■ **TASK STATEMENT**
Where a line of the following data contains the string "kumquat", include it in the tally. Report the total alone.

■ **RECORDS FOR THIS TASK**
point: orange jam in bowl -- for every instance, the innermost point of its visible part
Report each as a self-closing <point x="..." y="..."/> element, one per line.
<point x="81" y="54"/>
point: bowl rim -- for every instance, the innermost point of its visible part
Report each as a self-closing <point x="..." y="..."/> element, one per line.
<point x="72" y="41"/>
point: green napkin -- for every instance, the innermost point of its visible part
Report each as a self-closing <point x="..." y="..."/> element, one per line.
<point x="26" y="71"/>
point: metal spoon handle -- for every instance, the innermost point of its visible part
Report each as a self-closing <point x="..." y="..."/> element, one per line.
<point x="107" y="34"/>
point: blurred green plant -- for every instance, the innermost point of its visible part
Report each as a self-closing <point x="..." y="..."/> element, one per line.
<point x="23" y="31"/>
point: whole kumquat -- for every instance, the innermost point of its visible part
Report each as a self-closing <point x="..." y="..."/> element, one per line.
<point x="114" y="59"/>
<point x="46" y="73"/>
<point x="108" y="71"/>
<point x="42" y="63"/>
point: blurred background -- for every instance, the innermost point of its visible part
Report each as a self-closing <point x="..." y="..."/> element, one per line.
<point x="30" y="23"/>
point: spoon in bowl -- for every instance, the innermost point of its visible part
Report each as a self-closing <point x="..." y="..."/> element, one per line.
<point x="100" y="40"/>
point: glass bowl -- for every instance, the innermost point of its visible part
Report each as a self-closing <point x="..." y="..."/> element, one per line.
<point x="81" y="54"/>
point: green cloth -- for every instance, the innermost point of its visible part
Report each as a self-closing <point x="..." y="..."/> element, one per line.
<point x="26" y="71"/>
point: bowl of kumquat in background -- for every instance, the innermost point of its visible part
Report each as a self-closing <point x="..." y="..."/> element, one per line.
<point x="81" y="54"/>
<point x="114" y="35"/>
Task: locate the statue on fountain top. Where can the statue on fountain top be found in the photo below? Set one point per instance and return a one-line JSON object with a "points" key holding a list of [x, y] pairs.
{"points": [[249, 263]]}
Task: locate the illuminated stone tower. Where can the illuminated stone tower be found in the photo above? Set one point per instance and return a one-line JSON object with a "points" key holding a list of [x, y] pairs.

■ **REPLY TO THE EXERCISE**
2